▶ [AUSGANGSTEXT]:
—————
Der Dom ist auch für seine gut gestalteten Liturgiefeiern bekannt.
Strasser: Ja, der Dom ist eine beliebte Gottesdienststätte. Es kommen viele in unsere Gottesdienste in den Dom, die aber in ihren Heimatpfarren fehlen. Wir bemühen uns um eine schöne Liturgie, zu der ganz wesentlich die Dommusik und die liturgischen Dienste beitragen. Erfreulicherweise ist die Zahl der Gottesdienst-Mitfeiernden im Wesentlichen gleich geblieben. Die Dompfarre ist übrigens eine der wenigen Pfarren, in der es jeden Sonntag einen Kindergottesdienst gibt.
Der neue Altarraum hat dem Dom ein neues Gesicht gegeben. Was bedeutet das für die Dompfarre?
Strasser: Die Neugestaltung brachte für die Dompfarre einen echten Qualitätssprung in der Liturgie. Ein besonderes Element dabei ist die freie Mitte zwischen Altar und Ambo. Diese offene Mitte symbolisiert den Menschen, der für Wort und Sakrament offen ist.
Als leidenschaftlicher Theologe können Sie gar nicht anders, als den Dom mit theologischen Augen anzuschauen. Was bedeutet es, dass der Dom Mariä Empfängnis, der ohne Erbsünde empfangenen Gottesmutter geweiht ist?
—————
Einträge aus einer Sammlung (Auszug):
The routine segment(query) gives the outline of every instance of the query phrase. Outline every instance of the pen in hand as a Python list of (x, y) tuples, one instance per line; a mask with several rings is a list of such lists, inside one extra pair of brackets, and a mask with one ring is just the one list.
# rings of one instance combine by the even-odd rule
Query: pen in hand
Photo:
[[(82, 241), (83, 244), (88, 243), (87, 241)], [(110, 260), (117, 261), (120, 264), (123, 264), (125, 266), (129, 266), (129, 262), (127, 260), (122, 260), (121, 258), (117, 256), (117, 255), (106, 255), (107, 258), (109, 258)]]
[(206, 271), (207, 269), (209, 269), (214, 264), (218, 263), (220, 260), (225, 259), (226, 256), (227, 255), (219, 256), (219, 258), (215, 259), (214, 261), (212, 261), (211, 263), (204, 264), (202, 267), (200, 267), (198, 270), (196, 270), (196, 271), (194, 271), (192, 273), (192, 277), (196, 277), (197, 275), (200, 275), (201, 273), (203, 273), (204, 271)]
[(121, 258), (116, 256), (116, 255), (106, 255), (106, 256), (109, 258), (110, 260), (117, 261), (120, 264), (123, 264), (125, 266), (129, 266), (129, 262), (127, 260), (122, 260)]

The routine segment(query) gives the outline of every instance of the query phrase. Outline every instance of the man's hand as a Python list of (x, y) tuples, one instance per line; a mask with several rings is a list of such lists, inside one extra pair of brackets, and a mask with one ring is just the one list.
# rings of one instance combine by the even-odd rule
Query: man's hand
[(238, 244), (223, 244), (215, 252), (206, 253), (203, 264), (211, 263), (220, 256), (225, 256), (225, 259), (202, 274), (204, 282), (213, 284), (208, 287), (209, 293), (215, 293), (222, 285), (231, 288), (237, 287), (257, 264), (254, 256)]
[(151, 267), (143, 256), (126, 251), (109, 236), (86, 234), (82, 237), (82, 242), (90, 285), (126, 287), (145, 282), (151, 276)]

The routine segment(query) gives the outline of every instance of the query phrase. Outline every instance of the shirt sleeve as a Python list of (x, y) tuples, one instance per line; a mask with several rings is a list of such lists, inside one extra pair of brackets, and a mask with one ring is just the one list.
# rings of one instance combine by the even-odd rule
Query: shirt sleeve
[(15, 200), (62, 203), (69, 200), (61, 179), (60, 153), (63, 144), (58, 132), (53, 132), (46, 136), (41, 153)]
—————
▶ [AUFGABENSTELLUNG]:
a) Bitte prüfen Sie, ob die folgenden Aussagen mit dem Interview über den Dom übereinstimmen: (i) Die Zahl der Gottesdienst-Mitfeiernden ist deutlich gesunken. (ii) In der Dompfarre gibt es jeden Sonntag einen Kindergottesdienst. (iii) Die freie Mitte zwischen Altar und Ambo symbolisiert den Menschen, der für Wort und Sakrament offen ist. Antworten Sie jeweils mit Ja oder Nein und zitieren Sie dazu wörtlich die entscheidenden Worte des Textes.
b) Schreiben Sie aus dem Interview über den Dom den Abschnitt zwischen „Der Dom ist auch“ und „für die Dompfarre?“ wortgetreu ab, beide Stellen eingeschlossen.

▶ [LÖSUNGEN]:
a)
(i) Nein: „Erfreulicherweise ist die Zahl der Gottesdienst-Mitfeiernden im Wesentlichen gleich geblieben.“
(ii) Ja: „Die Dompfarre ist übrigens eine der wenigen Pfarren, in der es jeden Sonntag einen Kindergottesdienst gibt.“
(iii) Ja: „Diese offene Mitte symbolisiert den Menschen, der für Wort und Sakrament offen ist.“

b)
Der Dom ist auch für seine gut gestalteten Liturgiefeiern bekannt.
Strasser: Ja, der Dom ist eine beliebte Gottesdienststätte. Es kommen viele in unsere Gottesdienste in den Dom, die aber in ihren Heimatpfarren fehlen. Wir bemühen uns um eine schöne Liturgie, zu der ganz wesentlich die Dommusik und die liturgischen Dienste beitragen. Erfreulicherweise ist die Zahl der Gottesdienst-Mitfeiernden im Wesentlichen gleich geblieben. Die Dompfarre ist übrigens eine der wenigen Pfarren, in der es jeden Sonntag einen Kindergottesdienst gibt.
Der neue Altarraum hat dem Dom ein neues Gesicht gegeben. Was bedeutet das für die Dompfarre?